[What you will do]:
Please answer these questions from the gasdermin E article.
(a) What does CAR T-cell therapy directly engineer?
(b) In which journal, and on what date, was the new Boston Children's Hospital research published?
(c) Which gene does the new strategy reactivate?

┌─ Page text

Gasdermin E: A new approach to cancer immunotherapy that could have broad reach

Tumors have figured out various ways to prevent the immune system from attacking them. Medicine, for its part, has fought back with cancer immunotherapies. The major approach uses checkpoint inhibitors, drugs that help the immune system recognize cancer cells as foreign. Another method, CAR T-cell therapy, directly engineers peoples’ T cells to efficiently recognize cancer cells and kill them.

But not all patients benefit from these approaches, which work for just a minority of cancer types, and CAR T-cell therapy carries significant risks. New research from Boston Children’s Hospital, published March 11 in Nature, adds another strategy to the arsenal, one that could potentially work in more types of cancer. It reactivates a gene called gasdermin E, harnessing an immune response we already have but that is suppressed in many types of cancer.

└─
┌─ Study material

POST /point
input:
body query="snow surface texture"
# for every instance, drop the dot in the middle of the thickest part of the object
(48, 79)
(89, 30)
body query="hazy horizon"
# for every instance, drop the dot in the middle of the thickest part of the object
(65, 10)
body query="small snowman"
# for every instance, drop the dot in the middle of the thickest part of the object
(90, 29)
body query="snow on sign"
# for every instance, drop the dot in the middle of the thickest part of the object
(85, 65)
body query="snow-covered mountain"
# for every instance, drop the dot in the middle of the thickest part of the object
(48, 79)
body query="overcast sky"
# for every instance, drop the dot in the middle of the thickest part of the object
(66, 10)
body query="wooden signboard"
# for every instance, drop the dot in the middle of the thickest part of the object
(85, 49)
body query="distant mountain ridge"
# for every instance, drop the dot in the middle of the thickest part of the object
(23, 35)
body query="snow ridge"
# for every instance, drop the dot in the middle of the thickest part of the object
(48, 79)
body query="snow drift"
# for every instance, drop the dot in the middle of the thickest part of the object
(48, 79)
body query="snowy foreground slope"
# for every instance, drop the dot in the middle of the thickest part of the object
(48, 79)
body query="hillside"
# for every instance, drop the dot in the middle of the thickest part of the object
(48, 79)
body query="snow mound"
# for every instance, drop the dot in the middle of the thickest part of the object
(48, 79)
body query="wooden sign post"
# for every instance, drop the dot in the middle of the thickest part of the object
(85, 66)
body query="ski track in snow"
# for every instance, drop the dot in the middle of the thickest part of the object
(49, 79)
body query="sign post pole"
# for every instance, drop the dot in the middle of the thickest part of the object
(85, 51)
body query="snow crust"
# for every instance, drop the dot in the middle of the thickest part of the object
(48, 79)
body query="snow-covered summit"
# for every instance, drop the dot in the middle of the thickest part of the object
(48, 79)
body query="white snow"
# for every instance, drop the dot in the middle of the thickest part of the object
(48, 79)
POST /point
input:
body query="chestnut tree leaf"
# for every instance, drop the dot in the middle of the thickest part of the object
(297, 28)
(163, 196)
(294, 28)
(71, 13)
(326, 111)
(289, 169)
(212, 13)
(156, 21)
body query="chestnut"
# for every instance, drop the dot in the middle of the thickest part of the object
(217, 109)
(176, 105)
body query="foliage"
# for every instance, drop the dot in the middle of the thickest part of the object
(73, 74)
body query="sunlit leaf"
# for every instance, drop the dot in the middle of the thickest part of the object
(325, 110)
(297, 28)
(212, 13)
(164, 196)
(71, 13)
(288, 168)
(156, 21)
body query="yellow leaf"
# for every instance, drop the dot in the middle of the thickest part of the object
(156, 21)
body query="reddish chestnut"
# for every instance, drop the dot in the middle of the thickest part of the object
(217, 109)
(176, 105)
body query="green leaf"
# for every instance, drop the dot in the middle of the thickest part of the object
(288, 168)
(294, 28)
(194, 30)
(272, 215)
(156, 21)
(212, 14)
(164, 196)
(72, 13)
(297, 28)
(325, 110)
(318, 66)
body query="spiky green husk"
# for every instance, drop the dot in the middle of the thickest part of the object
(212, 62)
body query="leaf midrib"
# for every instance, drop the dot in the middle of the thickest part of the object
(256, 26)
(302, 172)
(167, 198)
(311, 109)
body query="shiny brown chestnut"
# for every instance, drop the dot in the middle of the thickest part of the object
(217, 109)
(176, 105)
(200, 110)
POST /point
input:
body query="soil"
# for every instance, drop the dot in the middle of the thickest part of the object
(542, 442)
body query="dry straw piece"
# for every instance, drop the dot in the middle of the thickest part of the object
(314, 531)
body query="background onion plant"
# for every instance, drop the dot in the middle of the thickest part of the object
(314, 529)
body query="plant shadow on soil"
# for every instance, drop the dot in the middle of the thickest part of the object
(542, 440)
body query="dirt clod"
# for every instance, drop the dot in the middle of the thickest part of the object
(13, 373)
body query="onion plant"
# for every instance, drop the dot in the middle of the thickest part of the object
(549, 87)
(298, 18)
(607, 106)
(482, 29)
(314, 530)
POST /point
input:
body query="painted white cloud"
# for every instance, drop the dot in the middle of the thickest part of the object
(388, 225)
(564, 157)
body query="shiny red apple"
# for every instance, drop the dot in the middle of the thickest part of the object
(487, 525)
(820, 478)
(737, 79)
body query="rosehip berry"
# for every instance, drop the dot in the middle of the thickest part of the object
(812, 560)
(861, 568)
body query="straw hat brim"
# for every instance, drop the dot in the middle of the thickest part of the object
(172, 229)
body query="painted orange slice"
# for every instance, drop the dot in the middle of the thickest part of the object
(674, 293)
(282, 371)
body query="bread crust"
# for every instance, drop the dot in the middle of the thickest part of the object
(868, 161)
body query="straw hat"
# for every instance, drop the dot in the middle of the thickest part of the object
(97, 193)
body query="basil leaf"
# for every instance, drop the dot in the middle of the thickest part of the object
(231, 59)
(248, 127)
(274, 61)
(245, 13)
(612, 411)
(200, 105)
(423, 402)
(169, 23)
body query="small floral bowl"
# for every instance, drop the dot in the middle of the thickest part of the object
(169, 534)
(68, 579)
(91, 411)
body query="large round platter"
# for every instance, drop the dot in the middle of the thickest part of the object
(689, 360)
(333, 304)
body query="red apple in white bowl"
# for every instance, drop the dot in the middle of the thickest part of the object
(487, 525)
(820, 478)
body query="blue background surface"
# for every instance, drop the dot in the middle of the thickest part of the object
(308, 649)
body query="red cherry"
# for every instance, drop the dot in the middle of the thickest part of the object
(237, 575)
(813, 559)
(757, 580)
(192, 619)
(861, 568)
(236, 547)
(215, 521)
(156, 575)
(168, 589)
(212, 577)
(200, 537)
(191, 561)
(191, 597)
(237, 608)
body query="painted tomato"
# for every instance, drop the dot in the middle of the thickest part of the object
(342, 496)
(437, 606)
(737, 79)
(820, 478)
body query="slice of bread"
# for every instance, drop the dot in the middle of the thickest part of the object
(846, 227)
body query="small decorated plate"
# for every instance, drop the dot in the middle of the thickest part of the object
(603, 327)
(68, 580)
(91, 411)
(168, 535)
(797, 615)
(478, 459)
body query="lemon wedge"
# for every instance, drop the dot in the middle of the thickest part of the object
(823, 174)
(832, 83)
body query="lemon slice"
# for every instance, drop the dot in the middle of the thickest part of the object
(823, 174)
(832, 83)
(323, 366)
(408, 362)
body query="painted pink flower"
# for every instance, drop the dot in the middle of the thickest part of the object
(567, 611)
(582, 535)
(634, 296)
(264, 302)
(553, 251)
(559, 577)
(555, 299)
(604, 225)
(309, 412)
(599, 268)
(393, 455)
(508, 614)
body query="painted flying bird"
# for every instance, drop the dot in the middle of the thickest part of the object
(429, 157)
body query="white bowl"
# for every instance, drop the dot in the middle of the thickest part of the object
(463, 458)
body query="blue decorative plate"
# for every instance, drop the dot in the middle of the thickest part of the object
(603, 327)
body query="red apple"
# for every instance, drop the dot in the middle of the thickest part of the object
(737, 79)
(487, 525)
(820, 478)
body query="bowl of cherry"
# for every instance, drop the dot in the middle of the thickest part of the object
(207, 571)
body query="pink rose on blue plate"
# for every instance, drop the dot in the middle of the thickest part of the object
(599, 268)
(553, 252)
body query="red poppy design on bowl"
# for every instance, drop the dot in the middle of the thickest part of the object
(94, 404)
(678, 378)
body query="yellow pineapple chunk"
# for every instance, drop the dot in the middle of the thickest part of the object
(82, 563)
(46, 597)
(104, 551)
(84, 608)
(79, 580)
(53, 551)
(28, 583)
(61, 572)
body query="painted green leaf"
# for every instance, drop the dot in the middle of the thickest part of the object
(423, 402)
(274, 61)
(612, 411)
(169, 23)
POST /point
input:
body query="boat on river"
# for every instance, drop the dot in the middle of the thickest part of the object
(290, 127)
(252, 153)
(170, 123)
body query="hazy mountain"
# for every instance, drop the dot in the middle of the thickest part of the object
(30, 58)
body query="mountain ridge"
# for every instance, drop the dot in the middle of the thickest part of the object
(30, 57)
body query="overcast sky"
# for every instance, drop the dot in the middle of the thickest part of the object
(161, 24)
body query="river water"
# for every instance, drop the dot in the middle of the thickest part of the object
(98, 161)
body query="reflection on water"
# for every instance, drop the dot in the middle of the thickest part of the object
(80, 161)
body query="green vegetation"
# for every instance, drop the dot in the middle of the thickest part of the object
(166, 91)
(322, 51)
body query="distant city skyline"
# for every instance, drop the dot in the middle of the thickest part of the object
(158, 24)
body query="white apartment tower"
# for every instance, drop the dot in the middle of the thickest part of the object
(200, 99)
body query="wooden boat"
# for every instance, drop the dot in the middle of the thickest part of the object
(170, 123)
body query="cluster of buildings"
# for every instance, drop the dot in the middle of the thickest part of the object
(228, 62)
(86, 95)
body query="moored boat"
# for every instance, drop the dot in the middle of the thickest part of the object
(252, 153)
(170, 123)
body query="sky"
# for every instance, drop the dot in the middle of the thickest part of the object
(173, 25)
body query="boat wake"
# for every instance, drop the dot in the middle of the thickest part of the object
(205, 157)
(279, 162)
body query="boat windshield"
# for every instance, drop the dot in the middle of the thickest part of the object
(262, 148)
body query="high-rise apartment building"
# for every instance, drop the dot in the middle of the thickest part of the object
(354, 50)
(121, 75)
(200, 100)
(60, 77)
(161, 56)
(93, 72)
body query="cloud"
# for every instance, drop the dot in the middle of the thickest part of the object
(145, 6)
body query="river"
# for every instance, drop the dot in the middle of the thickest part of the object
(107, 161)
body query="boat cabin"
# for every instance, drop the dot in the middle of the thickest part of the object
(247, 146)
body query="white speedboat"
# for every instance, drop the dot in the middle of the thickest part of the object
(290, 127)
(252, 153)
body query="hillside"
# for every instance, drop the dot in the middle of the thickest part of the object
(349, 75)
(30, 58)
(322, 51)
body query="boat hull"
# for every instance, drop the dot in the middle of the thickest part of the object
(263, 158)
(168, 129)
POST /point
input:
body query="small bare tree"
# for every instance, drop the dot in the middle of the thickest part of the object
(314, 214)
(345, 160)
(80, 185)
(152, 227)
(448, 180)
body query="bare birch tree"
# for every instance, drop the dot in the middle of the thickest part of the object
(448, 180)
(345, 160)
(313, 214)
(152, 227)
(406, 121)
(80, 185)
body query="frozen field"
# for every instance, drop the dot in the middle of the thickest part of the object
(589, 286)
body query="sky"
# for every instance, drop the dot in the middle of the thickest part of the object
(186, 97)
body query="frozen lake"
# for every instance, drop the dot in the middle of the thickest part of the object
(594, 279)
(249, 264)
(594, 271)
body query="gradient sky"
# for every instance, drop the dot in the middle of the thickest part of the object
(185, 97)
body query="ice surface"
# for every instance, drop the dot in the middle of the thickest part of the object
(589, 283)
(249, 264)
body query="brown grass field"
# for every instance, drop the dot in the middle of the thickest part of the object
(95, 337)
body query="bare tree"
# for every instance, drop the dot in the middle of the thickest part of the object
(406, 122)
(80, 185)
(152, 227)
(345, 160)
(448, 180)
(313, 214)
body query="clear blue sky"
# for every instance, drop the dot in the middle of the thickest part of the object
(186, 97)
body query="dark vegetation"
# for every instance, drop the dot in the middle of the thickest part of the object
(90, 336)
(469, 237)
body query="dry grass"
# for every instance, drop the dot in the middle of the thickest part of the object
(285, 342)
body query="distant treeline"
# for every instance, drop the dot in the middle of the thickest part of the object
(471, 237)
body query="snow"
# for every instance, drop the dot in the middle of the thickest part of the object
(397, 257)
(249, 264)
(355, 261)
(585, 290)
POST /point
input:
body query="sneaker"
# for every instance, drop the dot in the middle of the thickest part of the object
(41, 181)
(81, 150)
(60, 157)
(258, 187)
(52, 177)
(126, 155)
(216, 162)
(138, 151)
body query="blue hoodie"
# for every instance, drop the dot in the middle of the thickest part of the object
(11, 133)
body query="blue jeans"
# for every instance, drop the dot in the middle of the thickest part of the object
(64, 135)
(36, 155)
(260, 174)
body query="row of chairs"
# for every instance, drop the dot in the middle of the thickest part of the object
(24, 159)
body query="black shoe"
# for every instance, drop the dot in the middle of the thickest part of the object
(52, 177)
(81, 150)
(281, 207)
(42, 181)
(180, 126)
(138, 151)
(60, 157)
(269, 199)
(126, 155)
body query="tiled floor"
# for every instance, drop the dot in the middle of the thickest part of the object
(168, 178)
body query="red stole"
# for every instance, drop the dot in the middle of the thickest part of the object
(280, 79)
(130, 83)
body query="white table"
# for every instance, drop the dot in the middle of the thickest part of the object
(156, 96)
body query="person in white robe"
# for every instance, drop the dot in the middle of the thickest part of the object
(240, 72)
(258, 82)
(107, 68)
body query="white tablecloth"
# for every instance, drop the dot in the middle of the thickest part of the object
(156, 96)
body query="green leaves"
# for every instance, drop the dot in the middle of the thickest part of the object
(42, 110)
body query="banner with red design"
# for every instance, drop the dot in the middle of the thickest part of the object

└─

[Answer below]:
(a) People's T cells, so that they efficiently recognize cancer cells and kill them.
(b) In Nature, on March 11.
(c) Gasdermin E.